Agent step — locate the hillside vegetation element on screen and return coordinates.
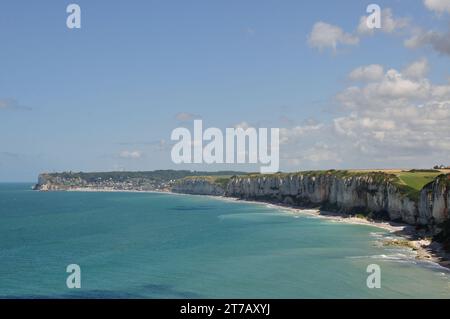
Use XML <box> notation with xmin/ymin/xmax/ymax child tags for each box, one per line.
<box><xmin>395</xmin><ymin>170</ymin><xmax>442</xmax><ymax>191</ymax></box>
<box><xmin>42</xmin><ymin>170</ymin><xmax>246</xmax><ymax>182</ymax></box>
<box><xmin>179</xmin><ymin>175</ymin><xmax>233</xmax><ymax>189</ymax></box>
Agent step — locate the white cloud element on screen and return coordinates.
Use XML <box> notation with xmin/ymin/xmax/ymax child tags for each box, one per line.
<box><xmin>309</xmin><ymin>6</ymin><xmax>448</xmax><ymax>58</ymax></box>
<box><xmin>301</xmin><ymin>144</ymin><xmax>342</xmax><ymax>163</ymax></box>
<box><xmin>401</xmin><ymin>2</ymin><xmax>450</xmax><ymax>55</ymax></box>
<box><xmin>380</xmin><ymin>8</ymin><xmax>410</xmax><ymax>33</ymax></box>
<box><xmin>432</xmin><ymin>84</ymin><xmax>450</xmax><ymax>98</ymax></box>
<box><xmin>119</xmin><ymin>150</ymin><xmax>143</xmax><ymax>159</ymax></box>
<box><xmin>281</xmin><ymin>142</ymin><xmax>342</xmax><ymax>167</ymax></box>
<box><xmin>358</xmin><ymin>9</ymin><xmax>409</xmax><ymax>35</ymax></box>
<box><xmin>334</xmin><ymin>62</ymin><xmax>450</xmax><ymax>157</ymax></box>
<box><xmin>349</xmin><ymin>64</ymin><xmax>384</xmax><ymax>82</ymax></box>
<box><xmin>280</xmin><ymin>122</ymin><xmax>324</xmax><ymax>144</ymax></box>
<box><xmin>424</xmin><ymin>0</ymin><xmax>450</xmax><ymax>14</ymax></box>
<box><xmin>307</xmin><ymin>22</ymin><xmax>359</xmax><ymax>52</ymax></box>
<box><xmin>279</xmin><ymin>60</ymin><xmax>450</xmax><ymax>170</ymax></box>
<box><xmin>402</xmin><ymin>58</ymin><xmax>429</xmax><ymax>79</ymax></box>
<box><xmin>308</xmin><ymin>8</ymin><xmax>409</xmax><ymax>53</ymax></box>
<box><xmin>342</xmin><ymin>67</ymin><xmax>432</xmax><ymax>104</ymax></box>
<box><xmin>405</xmin><ymin>29</ymin><xmax>450</xmax><ymax>56</ymax></box>
<box><xmin>356</xmin><ymin>15</ymin><xmax>374</xmax><ymax>36</ymax></box>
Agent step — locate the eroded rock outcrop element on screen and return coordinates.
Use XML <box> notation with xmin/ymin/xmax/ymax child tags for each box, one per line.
══════════
▶ [EXERCISE GOAL]: Across the entries, how many lines contain "element"? Reply with the number only.

▶ [EXERCISE RESPONSE]: 3